▸ **Your objective**: Give back exactly the lines of the material below, starting with the line with "# formatted like this" and going on through the line with "Mark the region".

[Task material Boundary: Start]

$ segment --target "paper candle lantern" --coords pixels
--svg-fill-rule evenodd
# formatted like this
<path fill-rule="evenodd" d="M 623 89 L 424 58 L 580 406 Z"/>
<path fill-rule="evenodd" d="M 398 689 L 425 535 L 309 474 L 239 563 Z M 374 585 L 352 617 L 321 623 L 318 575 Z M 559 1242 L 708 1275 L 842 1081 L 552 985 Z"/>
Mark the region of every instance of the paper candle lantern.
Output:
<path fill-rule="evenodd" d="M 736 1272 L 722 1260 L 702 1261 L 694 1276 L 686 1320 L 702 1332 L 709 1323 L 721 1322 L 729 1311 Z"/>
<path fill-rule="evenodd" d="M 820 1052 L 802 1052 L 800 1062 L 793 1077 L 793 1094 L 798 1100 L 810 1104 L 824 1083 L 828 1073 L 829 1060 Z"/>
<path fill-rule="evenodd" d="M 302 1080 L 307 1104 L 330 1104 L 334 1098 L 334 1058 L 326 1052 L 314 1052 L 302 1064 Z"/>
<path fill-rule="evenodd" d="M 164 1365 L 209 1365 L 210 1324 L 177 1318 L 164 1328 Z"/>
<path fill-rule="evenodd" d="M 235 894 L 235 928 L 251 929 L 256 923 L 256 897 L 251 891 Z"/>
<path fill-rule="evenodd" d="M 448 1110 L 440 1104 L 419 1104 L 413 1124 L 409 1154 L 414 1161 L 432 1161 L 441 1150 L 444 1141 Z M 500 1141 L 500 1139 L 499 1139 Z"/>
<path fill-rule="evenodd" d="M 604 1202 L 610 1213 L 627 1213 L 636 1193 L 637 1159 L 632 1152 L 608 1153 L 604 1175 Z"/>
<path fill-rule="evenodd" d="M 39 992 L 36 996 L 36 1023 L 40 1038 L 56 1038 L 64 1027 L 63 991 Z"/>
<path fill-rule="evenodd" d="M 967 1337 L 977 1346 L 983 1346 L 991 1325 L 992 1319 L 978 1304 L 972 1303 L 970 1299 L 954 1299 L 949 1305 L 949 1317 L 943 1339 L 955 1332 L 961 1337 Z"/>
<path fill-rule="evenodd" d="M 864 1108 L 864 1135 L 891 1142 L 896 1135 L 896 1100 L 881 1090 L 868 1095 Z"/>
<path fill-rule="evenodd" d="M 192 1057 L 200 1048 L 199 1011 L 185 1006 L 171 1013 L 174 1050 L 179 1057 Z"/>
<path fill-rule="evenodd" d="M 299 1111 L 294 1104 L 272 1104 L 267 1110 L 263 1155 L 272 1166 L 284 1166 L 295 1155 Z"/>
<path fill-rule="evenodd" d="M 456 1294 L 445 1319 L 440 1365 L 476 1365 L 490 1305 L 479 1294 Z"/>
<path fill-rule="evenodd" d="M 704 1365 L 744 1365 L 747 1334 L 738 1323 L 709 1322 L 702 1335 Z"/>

[Task material Boundary: End]

▸ **Exercise answer**:
# formatted like this
<path fill-rule="evenodd" d="M 623 89 L 424 58 L 580 406 Z"/>
<path fill-rule="evenodd" d="M 398 689 L 425 535 L 309 474 L 239 563 Z M 374 585 L 352 617 L 321 623 L 318 575 Z M 559 1242 L 708 1275 L 842 1081 L 552 985 Z"/>
Mark the region of every instance of the paper candle lantern.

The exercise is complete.